▶ _Written problem 1_
Answer these questions about the stir fry recipe:
(a) How much honey goes into the teriyaki sauce?
(b) To what temperature is the oven preheated for baking the tofu?
(c) How many egg roll wrappers does the recipe call for?
▶ _Written problem 2_
Quote the stir fry recipe word for word from "I've had some" to "mushroom of choice)".

▶ _Extract to read_
-- Start --
Honey Teriyaki Stir Fry

I've had some kohlrabi in my fridge for about 3 weeks and have been trying to think of a fun way to cook them up. I also found some leeks from Goranson farms at the Bath Natural Market, and had some dried porcini mushrooms from my summer CSA. I put it all together and came up with a stir fry - one of my favorite hodge podge meals. I also had some egg roll wrappers that I quickly filled with some cabbage and carrots....A power-veggie packed dinner.

Honey Teriyaki Sauce
1/2 C soy sauce
1/4 C honey
2 T ketchup

Mix all ingredients until blended. Set aside.

Stir Fry
1 C porcini mushrooms (or any mushroom of choice)
2 small kohlrabi, peeled & sliced into matchsticks
1 leek, white part only, sliced thin
3 cloves garlic, chopped
1 C kale, chopped
2 T oil
1 T butter
1/2 block of tofu, cubed
2 T tumeric
1/4 C flour
fresh ground pepper

Preheat oven to 350 degrees. Mix flour, tumeric and pepper together until well blended. Toss tofu into flour  mixture until thoroughly coated. Lightly oil a baking pan and add tofu. Bake 10 minutes, turn, and bake 5 more minutes. Set aside.

In a large pan heat 1 T oil over medium heat and saute kale until bright green, about 5 minutes. Set aside. Melt butter in pan and add mushrooms, stirring for 3 minutes. Add leeks, garlic and kohlrabi and saute for 5 minutes. Add in kale, tofu and teriyaki sauce and turn heat to medium low. Simmer 5 minutes. Serve over brown rice.

Egg Rolls
6 egg roll wrappers
1 small head cabbage, chopped
1 leek, white part only, thinly sliced
1 carrot, peeled and grated
2 T soy sauce
1 T fish sauce
1 T olive oil
fresh ground pepper

Preheat oven to 400 degrees. Heat oil over medium heat and add cabbage and leeks. Saute 5 minutes until soft, then toss in carrot, soy sauce and fish sauce. Stir and saute 2 minutes, then add pepper. Put about 2 T of mixture into each roll and fold corners and roll tightly. Lightly oil a baking sheet and place egg rolls seam side down. Bake 7 minutes, flip and Bake another 3-5 minutes, until crispy. Serve with dipping sauce - either sweet and sour or soy sauce.
-- End --
▶ _Dataset rows on where objects appear_
-- Start --
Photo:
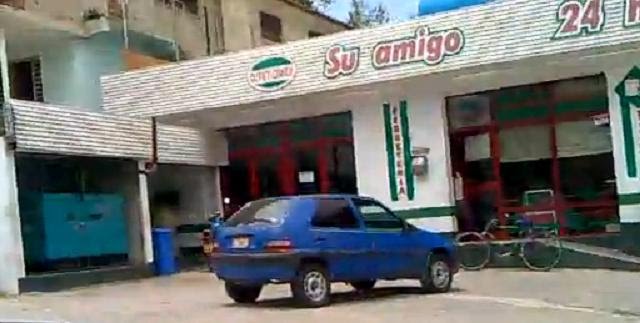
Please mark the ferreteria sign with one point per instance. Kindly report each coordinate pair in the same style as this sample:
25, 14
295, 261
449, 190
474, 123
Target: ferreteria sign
272, 74
427, 46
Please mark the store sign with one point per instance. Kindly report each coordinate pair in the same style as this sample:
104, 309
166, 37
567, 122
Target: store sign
272, 74
580, 17
585, 17
341, 60
426, 46
401, 179
429, 47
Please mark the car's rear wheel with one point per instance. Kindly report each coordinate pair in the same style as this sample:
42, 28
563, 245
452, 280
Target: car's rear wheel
438, 276
242, 294
312, 286
364, 286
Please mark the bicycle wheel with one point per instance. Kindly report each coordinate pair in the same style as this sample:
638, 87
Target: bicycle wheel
541, 251
474, 250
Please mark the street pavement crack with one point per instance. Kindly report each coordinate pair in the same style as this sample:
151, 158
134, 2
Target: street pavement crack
541, 304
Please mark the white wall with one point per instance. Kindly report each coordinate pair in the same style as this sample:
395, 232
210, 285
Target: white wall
242, 22
197, 187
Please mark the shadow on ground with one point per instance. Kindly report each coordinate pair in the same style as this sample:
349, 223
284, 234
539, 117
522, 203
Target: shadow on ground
337, 299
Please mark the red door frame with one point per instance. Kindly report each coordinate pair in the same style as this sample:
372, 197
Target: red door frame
288, 167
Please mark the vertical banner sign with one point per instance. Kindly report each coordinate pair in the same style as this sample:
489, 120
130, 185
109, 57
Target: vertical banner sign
629, 93
4, 83
398, 142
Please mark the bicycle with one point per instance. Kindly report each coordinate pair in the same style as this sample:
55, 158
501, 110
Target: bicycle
539, 247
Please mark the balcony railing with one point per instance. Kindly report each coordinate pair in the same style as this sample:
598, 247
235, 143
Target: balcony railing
18, 4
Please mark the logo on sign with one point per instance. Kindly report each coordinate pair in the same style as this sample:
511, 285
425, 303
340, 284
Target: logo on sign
272, 74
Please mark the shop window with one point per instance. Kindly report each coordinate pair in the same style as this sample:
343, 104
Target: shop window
583, 95
270, 27
334, 213
26, 80
525, 162
585, 158
478, 166
468, 111
342, 173
521, 103
307, 162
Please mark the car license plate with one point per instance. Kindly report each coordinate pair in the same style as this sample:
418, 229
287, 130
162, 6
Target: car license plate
208, 248
240, 243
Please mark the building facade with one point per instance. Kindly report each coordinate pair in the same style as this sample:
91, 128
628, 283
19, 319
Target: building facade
85, 187
529, 104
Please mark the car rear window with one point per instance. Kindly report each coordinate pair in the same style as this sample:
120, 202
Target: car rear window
269, 212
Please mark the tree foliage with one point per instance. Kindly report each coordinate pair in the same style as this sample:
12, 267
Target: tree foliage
315, 4
363, 16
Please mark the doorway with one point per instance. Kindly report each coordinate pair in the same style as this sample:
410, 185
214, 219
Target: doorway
296, 157
538, 151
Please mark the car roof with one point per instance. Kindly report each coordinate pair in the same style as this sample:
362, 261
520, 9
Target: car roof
320, 196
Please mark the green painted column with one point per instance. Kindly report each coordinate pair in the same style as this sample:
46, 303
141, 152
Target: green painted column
625, 133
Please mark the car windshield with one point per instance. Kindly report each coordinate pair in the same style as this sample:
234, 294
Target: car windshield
269, 211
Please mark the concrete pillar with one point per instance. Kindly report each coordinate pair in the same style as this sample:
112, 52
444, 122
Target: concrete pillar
11, 253
145, 215
628, 186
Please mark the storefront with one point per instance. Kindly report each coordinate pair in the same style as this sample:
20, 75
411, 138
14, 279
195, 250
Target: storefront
531, 105
543, 150
303, 156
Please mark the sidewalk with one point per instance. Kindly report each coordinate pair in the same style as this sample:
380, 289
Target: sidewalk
14, 310
564, 296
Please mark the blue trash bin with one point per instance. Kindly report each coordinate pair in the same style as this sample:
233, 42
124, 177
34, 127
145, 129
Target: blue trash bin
163, 252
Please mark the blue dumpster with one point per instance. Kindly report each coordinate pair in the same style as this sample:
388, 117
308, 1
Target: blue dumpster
163, 252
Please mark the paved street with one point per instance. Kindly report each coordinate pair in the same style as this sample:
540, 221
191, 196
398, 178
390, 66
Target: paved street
488, 296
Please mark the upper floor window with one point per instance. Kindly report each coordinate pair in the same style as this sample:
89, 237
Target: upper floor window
270, 27
190, 6
25, 80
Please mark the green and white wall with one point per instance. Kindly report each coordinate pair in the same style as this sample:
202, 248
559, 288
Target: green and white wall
624, 109
430, 205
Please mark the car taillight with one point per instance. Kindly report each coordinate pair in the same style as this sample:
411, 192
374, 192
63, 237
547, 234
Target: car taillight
279, 246
208, 245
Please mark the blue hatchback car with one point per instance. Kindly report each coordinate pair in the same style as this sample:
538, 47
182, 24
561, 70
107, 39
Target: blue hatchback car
312, 241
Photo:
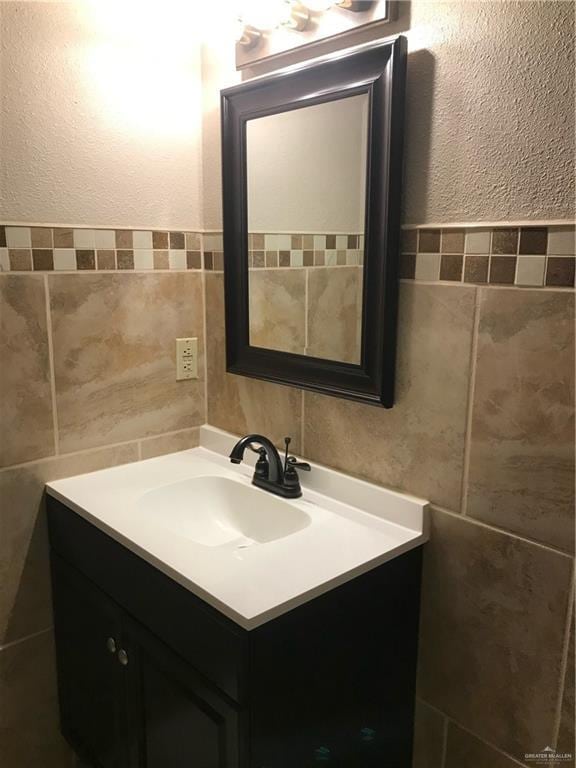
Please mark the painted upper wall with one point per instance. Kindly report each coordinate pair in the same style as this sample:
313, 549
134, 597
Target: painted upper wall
490, 111
101, 114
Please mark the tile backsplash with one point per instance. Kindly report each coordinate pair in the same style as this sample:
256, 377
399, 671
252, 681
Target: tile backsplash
523, 256
514, 256
61, 249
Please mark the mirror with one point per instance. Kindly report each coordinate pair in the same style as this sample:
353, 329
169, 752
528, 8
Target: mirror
311, 176
306, 172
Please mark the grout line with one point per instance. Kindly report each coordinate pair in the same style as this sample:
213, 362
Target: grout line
52, 367
564, 665
25, 638
302, 423
205, 334
503, 531
455, 722
470, 405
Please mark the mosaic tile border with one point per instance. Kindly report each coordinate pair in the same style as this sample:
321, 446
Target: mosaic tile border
533, 257
277, 249
47, 249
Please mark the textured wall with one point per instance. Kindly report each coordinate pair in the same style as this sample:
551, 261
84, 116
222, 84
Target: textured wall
101, 116
490, 111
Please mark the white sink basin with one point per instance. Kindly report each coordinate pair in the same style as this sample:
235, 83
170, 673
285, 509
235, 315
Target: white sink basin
216, 511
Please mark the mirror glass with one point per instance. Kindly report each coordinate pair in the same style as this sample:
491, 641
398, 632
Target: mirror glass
306, 189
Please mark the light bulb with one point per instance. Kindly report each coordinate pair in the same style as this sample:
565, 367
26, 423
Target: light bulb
265, 14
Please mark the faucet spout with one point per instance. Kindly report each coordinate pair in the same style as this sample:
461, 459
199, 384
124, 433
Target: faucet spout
275, 472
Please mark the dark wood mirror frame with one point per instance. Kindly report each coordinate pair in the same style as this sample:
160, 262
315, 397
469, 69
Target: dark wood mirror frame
377, 70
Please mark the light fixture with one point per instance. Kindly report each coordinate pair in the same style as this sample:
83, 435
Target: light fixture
318, 6
265, 15
246, 36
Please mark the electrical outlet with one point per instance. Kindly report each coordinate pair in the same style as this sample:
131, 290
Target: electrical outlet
186, 359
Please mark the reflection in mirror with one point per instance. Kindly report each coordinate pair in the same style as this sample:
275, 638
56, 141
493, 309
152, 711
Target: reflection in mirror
306, 177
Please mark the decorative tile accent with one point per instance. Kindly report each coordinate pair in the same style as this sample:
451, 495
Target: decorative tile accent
530, 270
502, 270
533, 240
85, 259
41, 237
177, 241
18, 237
42, 259
505, 241
125, 259
63, 249
560, 271
561, 241
451, 267
84, 239
124, 239
142, 240
429, 241
20, 259
478, 241
428, 266
63, 238
105, 260
523, 256
476, 269
452, 241
160, 240
65, 259
105, 239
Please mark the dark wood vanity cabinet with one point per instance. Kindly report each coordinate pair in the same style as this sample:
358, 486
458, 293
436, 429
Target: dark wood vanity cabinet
150, 676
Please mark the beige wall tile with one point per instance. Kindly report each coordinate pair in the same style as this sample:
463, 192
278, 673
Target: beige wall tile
418, 445
492, 632
29, 730
237, 403
335, 313
26, 427
428, 737
25, 605
179, 441
466, 751
522, 451
114, 349
566, 737
278, 309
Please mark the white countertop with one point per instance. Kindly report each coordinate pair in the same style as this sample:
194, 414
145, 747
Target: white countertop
355, 526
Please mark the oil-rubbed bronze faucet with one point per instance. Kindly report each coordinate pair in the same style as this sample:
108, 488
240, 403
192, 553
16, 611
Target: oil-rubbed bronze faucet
269, 473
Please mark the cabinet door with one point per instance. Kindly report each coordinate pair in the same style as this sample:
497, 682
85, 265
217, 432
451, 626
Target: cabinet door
91, 679
181, 721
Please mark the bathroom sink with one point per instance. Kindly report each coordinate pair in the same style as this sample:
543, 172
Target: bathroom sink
250, 554
216, 511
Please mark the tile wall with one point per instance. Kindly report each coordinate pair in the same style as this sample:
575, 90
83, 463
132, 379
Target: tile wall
522, 256
483, 427
59, 249
87, 382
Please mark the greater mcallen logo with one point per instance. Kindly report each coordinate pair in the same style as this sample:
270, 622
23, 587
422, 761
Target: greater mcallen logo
547, 755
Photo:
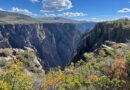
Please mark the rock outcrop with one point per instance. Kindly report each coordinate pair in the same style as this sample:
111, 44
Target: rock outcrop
54, 43
117, 31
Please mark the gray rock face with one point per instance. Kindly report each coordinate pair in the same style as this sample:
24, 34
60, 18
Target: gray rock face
117, 31
54, 43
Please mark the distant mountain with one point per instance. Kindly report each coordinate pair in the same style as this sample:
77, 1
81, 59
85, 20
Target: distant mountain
57, 20
82, 26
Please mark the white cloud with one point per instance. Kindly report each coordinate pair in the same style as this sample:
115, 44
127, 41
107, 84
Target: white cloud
1, 9
34, 1
56, 5
124, 10
66, 14
23, 11
74, 14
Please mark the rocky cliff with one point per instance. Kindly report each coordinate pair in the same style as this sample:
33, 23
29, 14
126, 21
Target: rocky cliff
117, 31
54, 43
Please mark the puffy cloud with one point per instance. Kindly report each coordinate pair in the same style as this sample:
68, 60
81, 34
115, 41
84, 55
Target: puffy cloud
22, 11
56, 5
124, 10
33, 1
1, 9
74, 14
66, 14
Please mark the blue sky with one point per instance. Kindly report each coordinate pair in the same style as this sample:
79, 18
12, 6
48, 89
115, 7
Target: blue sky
77, 9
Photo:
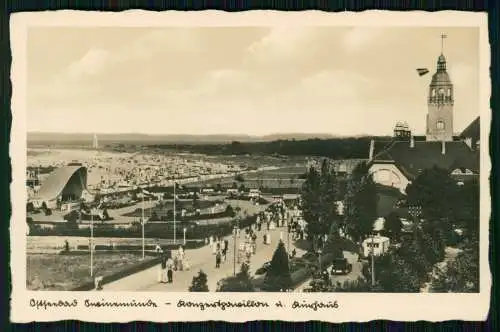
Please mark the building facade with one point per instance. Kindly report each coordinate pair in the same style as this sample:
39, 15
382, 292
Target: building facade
397, 162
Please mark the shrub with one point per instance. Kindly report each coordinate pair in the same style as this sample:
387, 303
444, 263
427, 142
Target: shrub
199, 283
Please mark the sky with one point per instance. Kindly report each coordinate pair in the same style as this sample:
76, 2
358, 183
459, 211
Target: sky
243, 80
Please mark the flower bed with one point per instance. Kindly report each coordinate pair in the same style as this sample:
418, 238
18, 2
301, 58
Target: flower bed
72, 272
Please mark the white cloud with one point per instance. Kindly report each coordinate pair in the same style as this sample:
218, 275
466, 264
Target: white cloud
92, 63
282, 43
361, 37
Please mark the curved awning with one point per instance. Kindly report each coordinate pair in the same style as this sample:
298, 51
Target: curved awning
55, 183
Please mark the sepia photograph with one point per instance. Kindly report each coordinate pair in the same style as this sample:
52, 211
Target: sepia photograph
253, 158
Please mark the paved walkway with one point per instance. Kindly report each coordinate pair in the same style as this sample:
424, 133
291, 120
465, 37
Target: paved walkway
203, 259
357, 271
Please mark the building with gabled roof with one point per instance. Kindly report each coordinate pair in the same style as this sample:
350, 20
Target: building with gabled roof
397, 162
65, 184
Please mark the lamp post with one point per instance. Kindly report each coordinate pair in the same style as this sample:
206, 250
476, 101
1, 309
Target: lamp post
235, 230
91, 244
373, 262
175, 230
142, 224
319, 259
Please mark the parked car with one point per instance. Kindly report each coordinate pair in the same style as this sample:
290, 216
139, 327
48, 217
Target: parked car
341, 266
263, 269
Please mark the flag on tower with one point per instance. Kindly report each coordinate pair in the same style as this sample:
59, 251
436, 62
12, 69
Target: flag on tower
422, 71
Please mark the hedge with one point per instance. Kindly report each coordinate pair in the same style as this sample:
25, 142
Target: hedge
121, 274
150, 248
151, 230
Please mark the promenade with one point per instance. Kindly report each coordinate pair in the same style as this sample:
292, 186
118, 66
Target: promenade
201, 259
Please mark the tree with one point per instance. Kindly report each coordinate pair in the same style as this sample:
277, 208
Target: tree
242, 282
360, 203
466, 207
460, 275
278, 277
434, 191
395, 275
195, 203
154, 216
393, 225
199, 283
319, 196
412, 251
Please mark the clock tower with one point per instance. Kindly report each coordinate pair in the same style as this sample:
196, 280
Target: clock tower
440, 104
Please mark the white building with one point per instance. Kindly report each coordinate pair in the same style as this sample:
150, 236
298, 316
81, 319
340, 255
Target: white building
378, 245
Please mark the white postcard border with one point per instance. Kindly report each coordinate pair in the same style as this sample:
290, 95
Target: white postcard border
352, 306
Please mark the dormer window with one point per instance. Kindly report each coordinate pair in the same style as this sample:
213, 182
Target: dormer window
440, 125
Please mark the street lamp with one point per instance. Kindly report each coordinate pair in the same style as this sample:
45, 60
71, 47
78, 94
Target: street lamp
91, 244
373, 261
319, 259
235, 230
288, 239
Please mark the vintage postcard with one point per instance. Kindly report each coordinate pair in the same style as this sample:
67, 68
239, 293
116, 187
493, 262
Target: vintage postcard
191, 166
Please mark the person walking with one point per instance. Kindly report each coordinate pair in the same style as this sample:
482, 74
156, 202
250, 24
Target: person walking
163, 267
217, 260
170, 275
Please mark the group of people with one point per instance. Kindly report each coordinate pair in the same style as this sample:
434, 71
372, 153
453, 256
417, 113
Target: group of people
178, 262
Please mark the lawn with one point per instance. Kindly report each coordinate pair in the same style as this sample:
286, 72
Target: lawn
56, 272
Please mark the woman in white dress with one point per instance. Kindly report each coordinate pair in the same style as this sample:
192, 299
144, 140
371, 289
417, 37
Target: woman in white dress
163, 270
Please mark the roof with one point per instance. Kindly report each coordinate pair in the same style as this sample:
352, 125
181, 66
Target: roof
472, 130
54, 184
425, 155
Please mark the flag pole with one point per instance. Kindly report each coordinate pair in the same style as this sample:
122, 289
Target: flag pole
175, 235
91, 244
373, 261
143, 225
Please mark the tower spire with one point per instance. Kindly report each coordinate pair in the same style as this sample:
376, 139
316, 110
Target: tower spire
443, 37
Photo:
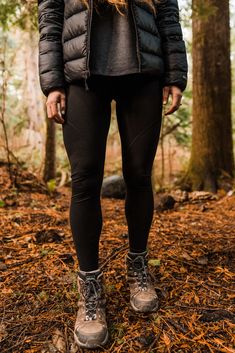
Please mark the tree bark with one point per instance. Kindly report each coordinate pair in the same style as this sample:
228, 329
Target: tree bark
212, 145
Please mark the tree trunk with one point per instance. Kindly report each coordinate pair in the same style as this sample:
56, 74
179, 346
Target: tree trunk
212, 146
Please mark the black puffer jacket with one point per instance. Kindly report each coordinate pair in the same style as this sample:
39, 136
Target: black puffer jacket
64, 44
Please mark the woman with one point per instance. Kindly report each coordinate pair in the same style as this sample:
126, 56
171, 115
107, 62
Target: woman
90, 52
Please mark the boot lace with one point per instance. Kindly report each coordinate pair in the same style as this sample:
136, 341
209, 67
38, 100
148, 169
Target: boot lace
91, 292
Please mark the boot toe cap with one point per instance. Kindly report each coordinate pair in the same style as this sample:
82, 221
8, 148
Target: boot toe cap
91, 334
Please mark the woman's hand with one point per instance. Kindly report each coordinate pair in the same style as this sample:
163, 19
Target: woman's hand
56, 104
176, 94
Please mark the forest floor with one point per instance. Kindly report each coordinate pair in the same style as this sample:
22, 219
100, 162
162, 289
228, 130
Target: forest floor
192, 252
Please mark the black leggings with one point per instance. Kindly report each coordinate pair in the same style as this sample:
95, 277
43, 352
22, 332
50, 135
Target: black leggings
87, 119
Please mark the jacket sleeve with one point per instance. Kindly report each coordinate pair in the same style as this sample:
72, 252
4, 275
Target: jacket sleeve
50, 61
173, 45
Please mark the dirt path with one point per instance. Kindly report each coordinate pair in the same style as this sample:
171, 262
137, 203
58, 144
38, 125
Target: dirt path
194, 249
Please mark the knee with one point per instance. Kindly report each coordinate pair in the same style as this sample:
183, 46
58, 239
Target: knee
86, 185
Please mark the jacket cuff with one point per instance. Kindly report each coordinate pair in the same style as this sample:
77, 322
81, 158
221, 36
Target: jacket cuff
178, 79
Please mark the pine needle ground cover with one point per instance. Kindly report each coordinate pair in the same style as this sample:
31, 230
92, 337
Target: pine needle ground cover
192, 256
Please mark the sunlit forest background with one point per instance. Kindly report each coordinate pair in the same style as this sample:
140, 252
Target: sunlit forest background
191, 241
27, 140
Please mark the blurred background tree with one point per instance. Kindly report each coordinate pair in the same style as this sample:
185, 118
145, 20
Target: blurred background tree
34, 143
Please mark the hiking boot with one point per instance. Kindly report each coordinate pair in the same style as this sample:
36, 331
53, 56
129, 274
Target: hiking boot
143, 297
90, 327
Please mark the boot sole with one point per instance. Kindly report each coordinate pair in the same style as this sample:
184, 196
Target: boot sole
91, 345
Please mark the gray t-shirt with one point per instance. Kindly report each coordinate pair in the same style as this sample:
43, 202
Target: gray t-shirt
113, 46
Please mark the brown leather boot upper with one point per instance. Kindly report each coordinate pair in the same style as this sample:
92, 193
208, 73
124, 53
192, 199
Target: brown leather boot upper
143, 296
90, 327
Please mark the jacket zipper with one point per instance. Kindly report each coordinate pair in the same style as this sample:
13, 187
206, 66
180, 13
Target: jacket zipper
136, 33
88, 44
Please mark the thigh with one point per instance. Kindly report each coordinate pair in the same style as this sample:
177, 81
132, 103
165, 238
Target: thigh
139, 115
87, 121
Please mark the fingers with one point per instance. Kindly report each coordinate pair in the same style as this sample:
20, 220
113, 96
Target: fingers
62, 104
56, 104
166, 92
176, 100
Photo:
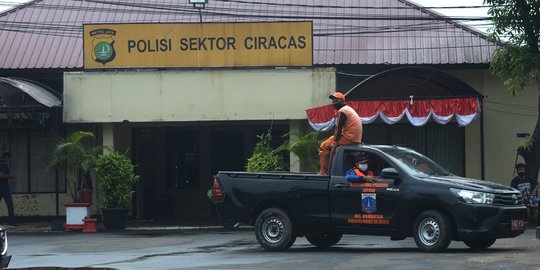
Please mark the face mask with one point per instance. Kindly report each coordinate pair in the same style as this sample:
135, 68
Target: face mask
362, 167
337, 105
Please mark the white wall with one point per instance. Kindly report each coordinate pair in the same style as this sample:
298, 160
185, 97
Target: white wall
194, 95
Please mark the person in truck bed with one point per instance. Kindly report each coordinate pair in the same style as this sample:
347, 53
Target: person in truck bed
348, 130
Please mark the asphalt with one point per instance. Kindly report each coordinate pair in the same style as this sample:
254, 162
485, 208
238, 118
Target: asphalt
133, 225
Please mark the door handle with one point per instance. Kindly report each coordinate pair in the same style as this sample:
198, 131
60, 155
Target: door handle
341, 186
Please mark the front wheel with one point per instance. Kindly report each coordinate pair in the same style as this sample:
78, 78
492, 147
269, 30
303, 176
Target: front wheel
274, 230
324, 239
432, 231
479, 244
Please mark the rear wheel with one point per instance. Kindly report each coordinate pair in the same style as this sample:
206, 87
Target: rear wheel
479, 244
274, 230
432, 231
324, 239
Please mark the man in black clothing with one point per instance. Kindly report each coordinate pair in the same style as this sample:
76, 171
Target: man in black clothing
5, 193
526, 185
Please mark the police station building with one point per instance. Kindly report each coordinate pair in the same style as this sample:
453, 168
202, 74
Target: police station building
188, 98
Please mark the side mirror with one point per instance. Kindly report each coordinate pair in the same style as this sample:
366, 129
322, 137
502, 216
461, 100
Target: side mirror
390, 173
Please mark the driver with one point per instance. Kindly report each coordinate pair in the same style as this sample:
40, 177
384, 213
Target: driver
360, 172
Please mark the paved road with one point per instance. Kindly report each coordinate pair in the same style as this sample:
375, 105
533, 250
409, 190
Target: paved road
236, 250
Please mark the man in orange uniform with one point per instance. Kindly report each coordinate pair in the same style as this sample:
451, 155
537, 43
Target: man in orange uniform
348, 130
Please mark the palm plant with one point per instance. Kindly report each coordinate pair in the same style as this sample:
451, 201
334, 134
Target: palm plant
264, 158
79, 159
305, 147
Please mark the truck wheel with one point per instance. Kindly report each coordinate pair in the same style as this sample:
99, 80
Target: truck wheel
479, 244
274, 230
324, 239
432, 231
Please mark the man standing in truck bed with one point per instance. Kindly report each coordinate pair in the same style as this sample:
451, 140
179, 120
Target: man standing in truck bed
348, 130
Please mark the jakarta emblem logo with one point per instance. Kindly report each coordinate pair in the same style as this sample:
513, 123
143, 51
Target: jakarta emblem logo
369, 202
103, 45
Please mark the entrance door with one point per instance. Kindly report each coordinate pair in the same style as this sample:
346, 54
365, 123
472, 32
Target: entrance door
228, 150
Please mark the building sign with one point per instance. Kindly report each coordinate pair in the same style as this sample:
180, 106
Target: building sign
198, 45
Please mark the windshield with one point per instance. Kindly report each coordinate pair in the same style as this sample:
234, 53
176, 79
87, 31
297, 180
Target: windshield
414, 162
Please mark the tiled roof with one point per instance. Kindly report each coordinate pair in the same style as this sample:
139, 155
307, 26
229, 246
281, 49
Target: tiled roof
48, 33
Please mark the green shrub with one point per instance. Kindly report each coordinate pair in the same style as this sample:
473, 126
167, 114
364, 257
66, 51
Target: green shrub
116, 175
305, 147
264, 158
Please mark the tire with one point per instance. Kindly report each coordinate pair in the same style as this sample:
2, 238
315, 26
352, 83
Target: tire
324, 239
274, 230
479, 244
432, 231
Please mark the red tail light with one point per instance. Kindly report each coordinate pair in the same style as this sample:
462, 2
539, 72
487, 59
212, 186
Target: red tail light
-- End --
▶ _Complete output 1_
(a) 1/4 C
(b) 350 degrees
(c) 6

▶ _Complete output 2_
I've had some kohlrabi in my fridge for about 3 weeks and have been trying to think of a fun way to cook them up. I also found some leeks from Goranson farms at the Bath Natural Market, and had some dried porcini mushrooms from my summer CSA. I put it all together and came up with a stir fry - one of my favorite hodge podge meals. I also had some egg roll wrappers that I quickly filled with some cabbage and carrots....A power-veggie packed dinner.

Honey Teriyaki Sauce
1/2 C soy sauce
1/4 C honey
2 T ketchup

Mix all ingredients until blended. Set aside.

Stir Fry
1 C porcini mushrooms (or any mushroom of choice)